*WHAT IS EXPECTED*
Exactly as written, output each of the entries below.

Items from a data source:
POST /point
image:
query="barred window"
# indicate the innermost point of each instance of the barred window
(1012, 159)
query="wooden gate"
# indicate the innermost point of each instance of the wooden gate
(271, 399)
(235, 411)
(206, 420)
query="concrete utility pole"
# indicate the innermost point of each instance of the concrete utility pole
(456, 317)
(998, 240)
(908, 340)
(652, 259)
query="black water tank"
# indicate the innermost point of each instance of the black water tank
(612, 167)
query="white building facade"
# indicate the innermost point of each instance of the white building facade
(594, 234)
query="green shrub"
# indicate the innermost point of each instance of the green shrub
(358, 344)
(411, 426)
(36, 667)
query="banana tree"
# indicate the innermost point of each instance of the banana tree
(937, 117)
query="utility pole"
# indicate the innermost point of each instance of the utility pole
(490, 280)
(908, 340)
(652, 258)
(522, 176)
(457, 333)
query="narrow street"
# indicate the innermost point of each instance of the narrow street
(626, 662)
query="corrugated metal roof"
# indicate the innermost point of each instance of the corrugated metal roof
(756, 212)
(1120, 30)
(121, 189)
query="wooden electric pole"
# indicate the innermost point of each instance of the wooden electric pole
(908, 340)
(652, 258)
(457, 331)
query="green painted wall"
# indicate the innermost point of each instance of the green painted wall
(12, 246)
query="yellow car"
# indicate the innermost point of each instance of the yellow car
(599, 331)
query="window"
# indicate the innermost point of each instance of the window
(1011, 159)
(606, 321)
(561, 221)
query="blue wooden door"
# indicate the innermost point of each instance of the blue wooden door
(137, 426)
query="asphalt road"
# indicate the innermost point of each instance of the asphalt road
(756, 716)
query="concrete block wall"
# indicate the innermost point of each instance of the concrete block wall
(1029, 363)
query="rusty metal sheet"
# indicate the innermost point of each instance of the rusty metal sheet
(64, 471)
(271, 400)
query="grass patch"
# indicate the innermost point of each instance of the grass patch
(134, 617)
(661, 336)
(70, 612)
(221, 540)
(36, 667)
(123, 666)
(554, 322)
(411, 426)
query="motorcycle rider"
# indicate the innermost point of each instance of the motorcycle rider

*FINISHED EXERCISE*
POST /point
image:
query="barred window"
# indicate the innermost point of each instance of the barred window
(1012, 159)
query="wooden gate"
# indicate the innermost point of each instance of the wooden gate
(271, 399)
(235, 411)
(206, 420)
query="concrete utility pole"
# indicate the innermost point of each instance of the concrete utility pole
(456, 317)
(998, 240)
(908, 340)
(652, 259)
query="black water tank"
# indicate the innermost point of each instance of the black water tank
(612, 167)
query="white building facade"
# indicate the innermost point of each instance of the white building facade
(594, 234)
query="green shrub"
# indicate the innermost point of each instance of the green shrub
(358, 344)
(411, 426)
(36, 667)
query="banana tree"
# indicate the innermost point of each instance of the banana tree
(937, 117)
query="utility pole"
# indicate the innermost point of each instance of the utility pole
(490, 280)
(908, 340)
(652, 258)
(522, 176)
(457, 333)
query="narrow street"
# indicate the innermost point of each instance of the narrow street
(626, 662)
query="corrugated metal roof"
# indicate the innermost point of each instance of the corrugated metal roof
(756, 212)
(1120, 30)
(121, 189)
query="wooden electric pole"
# indicate the innermost point of each instance of the wooden electric pole
(908, 340)
(652, 258)
(457, 331)
query="green painted wall"
# indicate the innermost point of each instance of the green painted wall
(12, 246)
query="yellow car"
# indicate the innermost point of each instance of the yellow car
(599, 331)
query="window"
# indicate the innermost point of each instance of the window
(1011, 159)
(606, 321)
(561, 221)
query="blue wooden door"
# indicate the innermost point of each instance of the blue wooden door
(137, 426)
query="asphalt road"
# indicate the innermost point of each instance of the asphalt road
(756, 716)
query="concrete block wall"
# indicate the innermost point of each instance of the concrete block wall
(1029, 363)
query="rusty metal sheet"
# indicate the innermost point of each instance of the rusty metal sheet
(64, 471)
(271, 400)
query="grass patch"
# indicate the innermost point of each instance of the grass patch
(134, 617)
(661, 336)
(70, 612)
(221, 540)
(36, 667)
(123, 666)
(554, 322)
(411, 426)
query="motorcycle rider"
# indicate the innermost point of each instance of the motorcycle rider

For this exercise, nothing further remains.